_PROBLEM DETAILS_:
Instruction for the data below: set down exactly the lines from the line with "Target: green algae water" to the line with "pixel 924 51", inclusive, and no others.

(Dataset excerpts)
· · · · ·

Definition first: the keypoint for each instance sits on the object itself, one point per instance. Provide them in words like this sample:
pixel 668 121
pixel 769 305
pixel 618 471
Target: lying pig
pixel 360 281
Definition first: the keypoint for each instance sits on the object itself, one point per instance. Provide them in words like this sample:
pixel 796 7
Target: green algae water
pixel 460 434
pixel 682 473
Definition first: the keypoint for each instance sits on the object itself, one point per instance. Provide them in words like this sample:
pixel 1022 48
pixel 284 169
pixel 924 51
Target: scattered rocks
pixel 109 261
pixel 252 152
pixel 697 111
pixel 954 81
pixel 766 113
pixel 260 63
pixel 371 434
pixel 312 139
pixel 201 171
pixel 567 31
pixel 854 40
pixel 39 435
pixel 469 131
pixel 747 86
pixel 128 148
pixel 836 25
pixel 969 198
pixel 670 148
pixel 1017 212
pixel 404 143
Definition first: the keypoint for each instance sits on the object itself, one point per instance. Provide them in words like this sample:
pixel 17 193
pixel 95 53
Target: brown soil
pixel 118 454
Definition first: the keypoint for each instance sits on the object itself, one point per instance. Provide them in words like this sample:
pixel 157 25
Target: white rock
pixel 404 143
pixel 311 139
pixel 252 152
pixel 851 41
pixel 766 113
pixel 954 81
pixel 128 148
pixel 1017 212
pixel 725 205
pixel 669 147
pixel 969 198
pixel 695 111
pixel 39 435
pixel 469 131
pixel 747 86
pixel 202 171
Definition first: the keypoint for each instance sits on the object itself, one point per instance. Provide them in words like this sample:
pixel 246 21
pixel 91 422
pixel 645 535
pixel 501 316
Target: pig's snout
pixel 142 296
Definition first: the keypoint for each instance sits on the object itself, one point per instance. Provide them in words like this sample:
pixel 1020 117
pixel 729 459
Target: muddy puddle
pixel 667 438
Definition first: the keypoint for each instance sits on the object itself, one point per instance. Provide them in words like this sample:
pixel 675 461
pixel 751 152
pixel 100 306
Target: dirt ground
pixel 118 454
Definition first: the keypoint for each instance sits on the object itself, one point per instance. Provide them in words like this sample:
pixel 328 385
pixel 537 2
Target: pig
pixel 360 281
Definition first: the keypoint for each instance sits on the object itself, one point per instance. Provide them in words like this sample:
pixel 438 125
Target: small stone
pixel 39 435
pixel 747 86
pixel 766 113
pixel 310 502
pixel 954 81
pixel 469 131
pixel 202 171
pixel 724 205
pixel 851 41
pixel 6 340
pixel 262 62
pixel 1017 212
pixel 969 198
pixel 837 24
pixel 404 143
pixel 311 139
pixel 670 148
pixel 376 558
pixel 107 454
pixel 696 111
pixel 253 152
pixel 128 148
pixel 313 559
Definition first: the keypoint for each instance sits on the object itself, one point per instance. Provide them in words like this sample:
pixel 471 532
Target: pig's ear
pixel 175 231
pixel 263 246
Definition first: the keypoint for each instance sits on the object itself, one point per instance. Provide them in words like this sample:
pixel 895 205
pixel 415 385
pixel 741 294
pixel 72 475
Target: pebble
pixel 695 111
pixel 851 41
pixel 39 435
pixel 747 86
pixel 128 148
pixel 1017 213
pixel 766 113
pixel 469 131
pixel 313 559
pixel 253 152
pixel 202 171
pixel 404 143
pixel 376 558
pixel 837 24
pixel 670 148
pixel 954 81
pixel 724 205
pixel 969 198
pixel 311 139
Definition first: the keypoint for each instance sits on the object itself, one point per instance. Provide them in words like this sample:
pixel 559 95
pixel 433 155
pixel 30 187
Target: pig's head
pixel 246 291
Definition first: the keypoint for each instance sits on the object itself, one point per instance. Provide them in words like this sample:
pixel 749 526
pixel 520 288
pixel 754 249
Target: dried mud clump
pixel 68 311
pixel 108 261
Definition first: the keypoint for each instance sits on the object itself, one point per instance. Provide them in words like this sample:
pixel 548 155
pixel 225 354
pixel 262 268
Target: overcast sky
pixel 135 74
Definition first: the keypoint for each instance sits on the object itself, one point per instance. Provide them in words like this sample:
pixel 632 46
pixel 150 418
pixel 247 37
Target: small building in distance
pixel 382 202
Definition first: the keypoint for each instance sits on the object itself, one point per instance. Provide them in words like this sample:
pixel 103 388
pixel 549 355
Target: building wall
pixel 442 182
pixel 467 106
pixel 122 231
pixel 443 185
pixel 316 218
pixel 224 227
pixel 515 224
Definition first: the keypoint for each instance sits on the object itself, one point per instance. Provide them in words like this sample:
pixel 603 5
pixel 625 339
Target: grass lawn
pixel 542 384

· · · · ·

_EXERCISE SOLUTION_:
Target: green algae water
pixel 460 434
pixel 682 473
Definition first: the keypoint for each instance sits on the object itself, one point per instance. Provide them in words like this sample:
pixel 1022 48
pixel 284 169
pixel 924 51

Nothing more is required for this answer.